TASKS TO PERFORM:
A) Reproduce the part of the food preservation forum thread between "I can't believe" and "(Mar 9, 2013)", inclusive.
B) In the food preservation forum thread, how many blocks of cheese did sdnapier wax in November?
C) Translate this sentence from the food preservation forum thread into French: "Rose buds in the dehydrator - the house smelled like heaven, the buds like grass."

SOURCE PASSAGE:
We're still eating our way through that mountain of jam...


----------



## Ali_R (Jul 18, 2011)

Corned beef. It is good, but that seemed an enormous amount of work for very little return  Plus the kids won't touch corned beef so it is just me and the husband eating it in corned beef hash. Speaking of... that sounds yummy and I think I have a jar or two still hanging around ;-)


----------



## where I want to (Oct 28, 2008)

mpennington said:


> Ooh. Aplets and cotlets - yummy!
> 
> I didn't like dehydrated watermelon.


I have been eating it all winter and loving it. A case of different strokes I guess.


----------



## Vosey (Dec 8, 2012)

Turkey soup - tastes just like canned soup but a little more intense! Luckily my DH will eat it.

I also tried canning cheddar cheese per Jackie Clay's recipe. It looked fully melted but wasn't and got all grainy when canned. Fine for making mac and cheese. I think a softer cheese would do fine. I was bummed as I can't get really good cheddar in a large block out here and have to stock up an hour a way. Back to just freezing it.


----------



## sdnapier (Aug 13, 2010)

Vosey said:


> Turkey soup - tastes just like canned soup but a little more intense! Luckily my DH will eat it.
> 
> I also tried canning cheddar cheese per Jackie Clay's recipe. It looked fully melted but wasn't and got all grainy when canned. Fine for making mac and cheese. I think a softer cheese would do fine. I was bummed as I can't get really good cheddar in a large block out here and have to stock up an hour a way. Back to just freezing it.


Have you considered waxing your cheese? There are a lot of you tube videos about it. It is supposed to last a long time and the only thing you have to do it is turn it over once in awhile. I waxed 4 blocks back in Nov and stuck them on top of the fridge. Peeled off the wax on one of them on New Years and it was excellent. Am saving the others till more time has gone by to see how it really turns out. The first block cut nicely which is better than I can say for my frozen cheese.


----------



## Beemer (Jan 10, 2012)

I love dried watermelon. I tell people it is "taffy". But I usually dried under ripe watermelons - they are sweet enough when dried.

Don't like dried zucchini or my dried dill pickle chips.


----------



## anette (Jun 20, 2008)

found a recipe for cucumber ketchup... it just didn't "do it" for me


----------



## viggie (Jul 17, 2009)

I can't believe I saw kiwi in here...it's a fav of mine...dehydrated it's like natural sweet tarts!

Mine would be canning pickles...they were just mush.


----------



## farmersonja (Mar 9, 2013)

Green beans. I think I just prefer them frozen. Too mushy after canning.


----------



## RedDirt Cowgirl (Sep 21, 2010)

Rose buds in the dehydrator - the house smelled like heaven, the buds like grass. :Bawling:


----------



## strawberrygirl (Feb 11, 2009)

Dehydrated butternut squash. Blech! I don't know if I let it dry too long or if I did something wrong. The flavor is just strange. I even tried adding it to some of the butternut squash that we froze, and it changed the flavor of that too. Not good!


----------

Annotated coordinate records
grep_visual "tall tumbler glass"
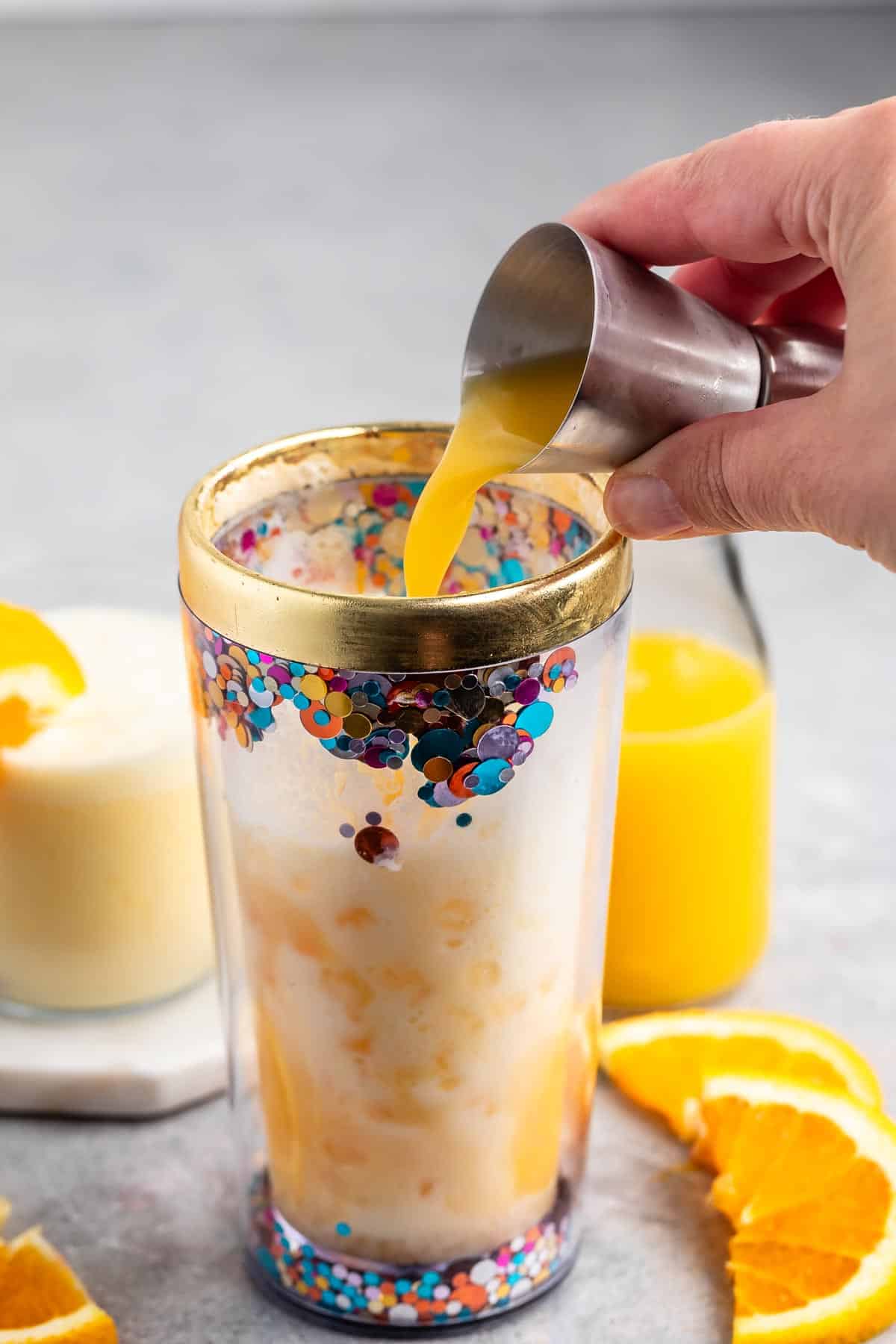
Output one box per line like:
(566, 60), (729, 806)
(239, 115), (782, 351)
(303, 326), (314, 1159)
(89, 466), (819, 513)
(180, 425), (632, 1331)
---
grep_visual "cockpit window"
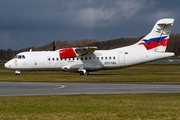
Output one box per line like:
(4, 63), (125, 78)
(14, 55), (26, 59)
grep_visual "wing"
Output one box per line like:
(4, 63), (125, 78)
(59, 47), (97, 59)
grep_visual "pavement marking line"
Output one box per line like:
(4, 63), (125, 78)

EXPECTED RESULTS:
A)
I can't believe I saw kiwi in here...it's a fav of mine...dehydrated it's like natural sweet tarts!

Mine would be canning pickles...they were just mush.


----------



## farmersonja (Mar 9, 2013)

B) Four blocks.

C) Des boutons de rose dans le déshydrateur : la maison sentait le paradis, et les boutons, l'herbe.